> **INFORMATION GIVEN**:
- - - - - - -

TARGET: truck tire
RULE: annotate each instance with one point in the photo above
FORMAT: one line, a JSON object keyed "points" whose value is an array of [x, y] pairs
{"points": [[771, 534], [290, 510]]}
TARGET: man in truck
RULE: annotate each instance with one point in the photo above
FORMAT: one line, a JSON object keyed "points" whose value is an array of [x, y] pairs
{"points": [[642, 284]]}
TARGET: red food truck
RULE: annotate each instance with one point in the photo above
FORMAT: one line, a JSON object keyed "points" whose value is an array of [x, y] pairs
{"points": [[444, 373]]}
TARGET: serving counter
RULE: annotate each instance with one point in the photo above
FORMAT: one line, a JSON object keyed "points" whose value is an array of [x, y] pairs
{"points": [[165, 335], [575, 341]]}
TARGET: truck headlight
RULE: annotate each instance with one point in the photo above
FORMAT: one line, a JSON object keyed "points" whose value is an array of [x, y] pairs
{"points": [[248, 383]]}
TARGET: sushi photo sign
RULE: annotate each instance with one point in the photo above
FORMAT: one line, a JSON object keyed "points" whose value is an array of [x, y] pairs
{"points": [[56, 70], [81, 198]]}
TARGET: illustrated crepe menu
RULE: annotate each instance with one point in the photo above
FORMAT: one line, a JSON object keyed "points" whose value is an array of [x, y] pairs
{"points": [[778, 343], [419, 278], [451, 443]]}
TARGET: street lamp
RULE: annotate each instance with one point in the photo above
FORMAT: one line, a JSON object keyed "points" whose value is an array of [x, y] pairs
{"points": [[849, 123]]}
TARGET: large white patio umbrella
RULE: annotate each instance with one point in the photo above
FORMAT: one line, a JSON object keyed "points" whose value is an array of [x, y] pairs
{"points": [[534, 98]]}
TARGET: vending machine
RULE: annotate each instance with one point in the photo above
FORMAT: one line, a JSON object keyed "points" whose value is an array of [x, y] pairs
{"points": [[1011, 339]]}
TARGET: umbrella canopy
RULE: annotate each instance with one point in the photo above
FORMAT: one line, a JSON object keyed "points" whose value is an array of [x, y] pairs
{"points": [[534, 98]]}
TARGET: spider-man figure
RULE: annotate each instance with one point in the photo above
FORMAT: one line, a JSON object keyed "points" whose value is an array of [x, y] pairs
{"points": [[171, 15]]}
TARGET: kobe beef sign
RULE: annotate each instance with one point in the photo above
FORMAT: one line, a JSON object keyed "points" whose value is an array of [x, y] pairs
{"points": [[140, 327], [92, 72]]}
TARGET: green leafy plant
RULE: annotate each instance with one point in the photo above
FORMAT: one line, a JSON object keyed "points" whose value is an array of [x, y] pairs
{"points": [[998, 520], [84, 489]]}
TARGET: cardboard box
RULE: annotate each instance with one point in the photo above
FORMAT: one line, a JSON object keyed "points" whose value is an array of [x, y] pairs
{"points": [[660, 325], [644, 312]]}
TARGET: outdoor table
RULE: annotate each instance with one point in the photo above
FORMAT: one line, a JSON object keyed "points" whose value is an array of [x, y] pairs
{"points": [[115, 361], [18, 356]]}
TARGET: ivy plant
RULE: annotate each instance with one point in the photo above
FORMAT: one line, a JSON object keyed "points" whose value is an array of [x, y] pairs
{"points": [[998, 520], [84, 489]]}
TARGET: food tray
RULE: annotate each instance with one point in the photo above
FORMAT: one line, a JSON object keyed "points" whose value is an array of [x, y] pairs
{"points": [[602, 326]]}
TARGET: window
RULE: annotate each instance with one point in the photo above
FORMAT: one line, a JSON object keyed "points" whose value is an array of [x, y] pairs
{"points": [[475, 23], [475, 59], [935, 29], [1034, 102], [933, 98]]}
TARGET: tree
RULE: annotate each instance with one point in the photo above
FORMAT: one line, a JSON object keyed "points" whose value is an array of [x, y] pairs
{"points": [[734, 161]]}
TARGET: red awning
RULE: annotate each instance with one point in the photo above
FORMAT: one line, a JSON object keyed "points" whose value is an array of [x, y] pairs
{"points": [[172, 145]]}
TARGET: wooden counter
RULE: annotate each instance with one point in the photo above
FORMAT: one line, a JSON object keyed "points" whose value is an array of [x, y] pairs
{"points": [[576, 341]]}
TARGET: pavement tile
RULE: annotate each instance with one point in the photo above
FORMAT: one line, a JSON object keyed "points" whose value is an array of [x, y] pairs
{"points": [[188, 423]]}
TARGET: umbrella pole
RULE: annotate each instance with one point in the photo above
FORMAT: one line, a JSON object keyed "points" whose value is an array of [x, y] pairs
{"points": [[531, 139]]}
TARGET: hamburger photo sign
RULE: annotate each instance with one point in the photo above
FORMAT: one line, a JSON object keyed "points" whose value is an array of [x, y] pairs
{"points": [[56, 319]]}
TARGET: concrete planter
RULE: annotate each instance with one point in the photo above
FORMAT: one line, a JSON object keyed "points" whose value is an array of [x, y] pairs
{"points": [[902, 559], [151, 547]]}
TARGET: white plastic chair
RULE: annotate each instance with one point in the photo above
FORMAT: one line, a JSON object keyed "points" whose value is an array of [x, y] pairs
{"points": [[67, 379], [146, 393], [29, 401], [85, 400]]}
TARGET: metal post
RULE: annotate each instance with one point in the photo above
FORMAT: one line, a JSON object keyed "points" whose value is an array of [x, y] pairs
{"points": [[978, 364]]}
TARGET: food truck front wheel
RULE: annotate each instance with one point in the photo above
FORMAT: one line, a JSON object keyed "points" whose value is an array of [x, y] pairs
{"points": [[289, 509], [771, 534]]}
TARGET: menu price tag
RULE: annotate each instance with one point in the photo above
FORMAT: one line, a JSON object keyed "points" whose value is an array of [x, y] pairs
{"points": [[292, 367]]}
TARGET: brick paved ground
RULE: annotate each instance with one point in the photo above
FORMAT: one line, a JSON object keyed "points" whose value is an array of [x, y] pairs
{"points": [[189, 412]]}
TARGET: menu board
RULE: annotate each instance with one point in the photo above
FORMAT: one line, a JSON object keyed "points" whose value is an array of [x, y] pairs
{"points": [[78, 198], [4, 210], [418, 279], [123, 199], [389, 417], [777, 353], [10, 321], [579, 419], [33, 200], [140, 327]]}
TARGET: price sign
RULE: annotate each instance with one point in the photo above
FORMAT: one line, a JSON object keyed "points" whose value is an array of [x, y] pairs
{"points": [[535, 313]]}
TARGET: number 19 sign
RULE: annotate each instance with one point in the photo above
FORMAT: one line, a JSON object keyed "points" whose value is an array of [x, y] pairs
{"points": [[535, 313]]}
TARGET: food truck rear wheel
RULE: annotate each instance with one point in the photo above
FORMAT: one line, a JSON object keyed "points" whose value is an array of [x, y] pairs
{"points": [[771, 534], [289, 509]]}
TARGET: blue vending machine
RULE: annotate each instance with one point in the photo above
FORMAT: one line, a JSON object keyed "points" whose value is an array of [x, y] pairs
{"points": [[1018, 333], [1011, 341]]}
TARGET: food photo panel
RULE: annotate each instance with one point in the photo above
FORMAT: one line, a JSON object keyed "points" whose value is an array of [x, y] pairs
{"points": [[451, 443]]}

- - - - - - -

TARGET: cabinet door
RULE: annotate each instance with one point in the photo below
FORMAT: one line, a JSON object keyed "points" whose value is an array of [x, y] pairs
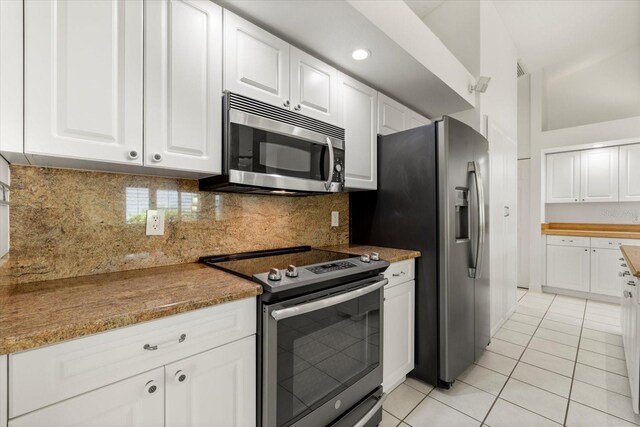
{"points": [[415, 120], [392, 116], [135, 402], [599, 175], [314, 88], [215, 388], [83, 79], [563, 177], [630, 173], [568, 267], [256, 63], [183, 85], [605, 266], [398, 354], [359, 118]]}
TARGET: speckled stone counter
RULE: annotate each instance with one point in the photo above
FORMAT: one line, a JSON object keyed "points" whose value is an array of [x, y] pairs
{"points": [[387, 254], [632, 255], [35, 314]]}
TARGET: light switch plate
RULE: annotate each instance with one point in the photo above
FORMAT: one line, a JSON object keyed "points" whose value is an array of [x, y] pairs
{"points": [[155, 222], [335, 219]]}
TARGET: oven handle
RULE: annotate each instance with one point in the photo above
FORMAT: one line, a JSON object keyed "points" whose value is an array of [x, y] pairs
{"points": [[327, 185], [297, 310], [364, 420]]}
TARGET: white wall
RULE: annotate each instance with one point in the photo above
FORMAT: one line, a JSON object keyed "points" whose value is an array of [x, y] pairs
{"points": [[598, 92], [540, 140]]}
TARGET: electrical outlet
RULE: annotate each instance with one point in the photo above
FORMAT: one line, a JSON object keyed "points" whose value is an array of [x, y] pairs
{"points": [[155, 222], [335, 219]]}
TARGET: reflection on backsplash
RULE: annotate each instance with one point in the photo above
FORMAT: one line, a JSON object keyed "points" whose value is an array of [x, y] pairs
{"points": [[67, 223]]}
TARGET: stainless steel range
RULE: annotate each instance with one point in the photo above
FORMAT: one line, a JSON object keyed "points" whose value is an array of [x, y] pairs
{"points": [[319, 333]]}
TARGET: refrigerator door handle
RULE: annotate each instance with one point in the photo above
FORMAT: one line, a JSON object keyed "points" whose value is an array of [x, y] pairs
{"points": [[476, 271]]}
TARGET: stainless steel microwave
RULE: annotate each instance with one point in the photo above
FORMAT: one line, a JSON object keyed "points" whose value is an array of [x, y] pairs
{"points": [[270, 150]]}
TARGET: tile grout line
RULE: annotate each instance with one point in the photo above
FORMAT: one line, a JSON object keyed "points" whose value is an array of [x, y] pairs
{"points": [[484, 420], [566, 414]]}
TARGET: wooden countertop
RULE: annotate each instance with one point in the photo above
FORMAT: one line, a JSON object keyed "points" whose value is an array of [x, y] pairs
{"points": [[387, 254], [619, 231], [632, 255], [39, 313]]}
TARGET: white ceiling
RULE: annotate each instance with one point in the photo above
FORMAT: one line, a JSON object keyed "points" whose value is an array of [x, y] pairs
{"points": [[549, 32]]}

- - - - - - -

> **WORK TO DO**:
Which lines of the material above contain the word "truck"? Show each one, copied in full.

> **WORKED SOLUTION**:
TARGET: truck tire
TARGET: man in truck
TARGET: red food truck
TARGET: truck headlight
TARGET: food truck front wheel
TARGET: food truck rear wheel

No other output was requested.